[Saved entries]
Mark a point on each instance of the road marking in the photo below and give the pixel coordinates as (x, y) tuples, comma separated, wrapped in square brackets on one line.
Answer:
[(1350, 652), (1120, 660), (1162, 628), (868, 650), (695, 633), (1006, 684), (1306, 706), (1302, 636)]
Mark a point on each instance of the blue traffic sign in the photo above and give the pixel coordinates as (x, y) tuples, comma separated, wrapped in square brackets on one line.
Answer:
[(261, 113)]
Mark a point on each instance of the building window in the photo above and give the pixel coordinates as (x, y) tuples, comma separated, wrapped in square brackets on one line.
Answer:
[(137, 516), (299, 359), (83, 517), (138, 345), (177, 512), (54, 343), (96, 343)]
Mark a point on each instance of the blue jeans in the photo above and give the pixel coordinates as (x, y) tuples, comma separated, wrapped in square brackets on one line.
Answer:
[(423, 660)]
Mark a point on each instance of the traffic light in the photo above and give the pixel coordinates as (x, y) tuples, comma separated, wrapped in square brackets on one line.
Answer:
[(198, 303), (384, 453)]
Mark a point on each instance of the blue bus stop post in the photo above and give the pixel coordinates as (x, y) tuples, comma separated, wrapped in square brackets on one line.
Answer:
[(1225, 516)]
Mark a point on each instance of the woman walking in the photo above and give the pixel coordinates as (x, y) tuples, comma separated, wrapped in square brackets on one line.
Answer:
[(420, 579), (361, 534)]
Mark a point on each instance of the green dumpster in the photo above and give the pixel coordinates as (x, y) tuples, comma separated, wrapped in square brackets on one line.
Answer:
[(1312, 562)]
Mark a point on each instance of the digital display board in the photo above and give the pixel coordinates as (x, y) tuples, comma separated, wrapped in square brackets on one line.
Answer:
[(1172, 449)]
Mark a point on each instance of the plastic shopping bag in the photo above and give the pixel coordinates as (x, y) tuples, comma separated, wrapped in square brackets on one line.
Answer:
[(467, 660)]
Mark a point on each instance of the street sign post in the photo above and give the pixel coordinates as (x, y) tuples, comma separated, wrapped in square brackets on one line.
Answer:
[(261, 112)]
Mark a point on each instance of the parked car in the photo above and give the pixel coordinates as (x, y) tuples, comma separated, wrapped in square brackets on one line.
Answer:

▶ What you have to do: Rewrite the lines above, putting "image coordinates" wherever "pixel coordinates" appears and leaving the rest untouched.

▶ Reply:
Mark a point on each instance of the road marking in the photo below and give the image coordinates as (x, y) tuples, comma separated, wrapped in square brackets on one line.
Answer:
[(1350, 652), (1120, 660), (1162, 628), (868, 650), (695, 633), (1006, 684), (1306, 706), (1302, 636)]
Mark a point on each instance of the blue traffic sign in the photo above and give the image coordinates as (x, y) tuples, comma separated, wrapped in square brackets on one line.
Answer:
[(261, 113)]
Mark a point on each instance of the building window in the photo above and give the image coordinates as (x, y) tuples, comma separated, wrapped in square brackets on one line.
Answer:
[(137, 516), (299, 359), (83, 517), (138, 345), (177, 512), (54, 343), (96, 343)]
Mark a point on each instance of the blue jeans in the photo above and give the image coordinates as (x, y) tuples, comma separated, wrapped in square brackets on one line.
Answer:
[(423, 660)]
Mark a point on each instance of the traffic light in the photo above and give the image coordinates as (x, y) tuples, comma separated, wrapped in square brackets on one line.
Answer:
[(198, 303), (384, 453)]
Mark a point on each instance of the blue bus stop post in the photo above and give the image coordinates as (x, y) tuples, comma separated, wrapped in square brackets on one line.
Answer:
[(1225, 516)]
Mark a point on each instance of the woman walking in the photo above and give the image coordinates as (x, y) tuples, comma separated, wrapped in square brackets on one line.
Answer:
[(420, 579), (361, 534)]
Mark a point on each instance of the green dumpster in the photo above and give the image coordinates as (x, y) tuples, comma separated, wrapped in square brackets on one line.
Answer:
[(1312, 562)]
Mark a point on each instance of the digital display board in the photo above and give the image coordinates as (x, y) tuples, comma separated, wrapped in square brackets on one line.
Answer:
[(1172, 449)]
Mark a point on each instance of the plastic shopping bag in the photo above and give the image coordinates as (x, y) tuples, comma separated, wrapped in square brackets on one line.
Answer:
[(467, 660)]
Mark a point on each instance of the street sign post in the photo above and give the image coordinates as (x, y) tuples, comma separated, wrapped in square brackets on one line.
Answer:
[(261, 112)]
Mark a point on each instance of the parked car in the photo above and give the image coordinates as (x, y) tuples, comma separated, wrapped in square brackets on one line.
Answer:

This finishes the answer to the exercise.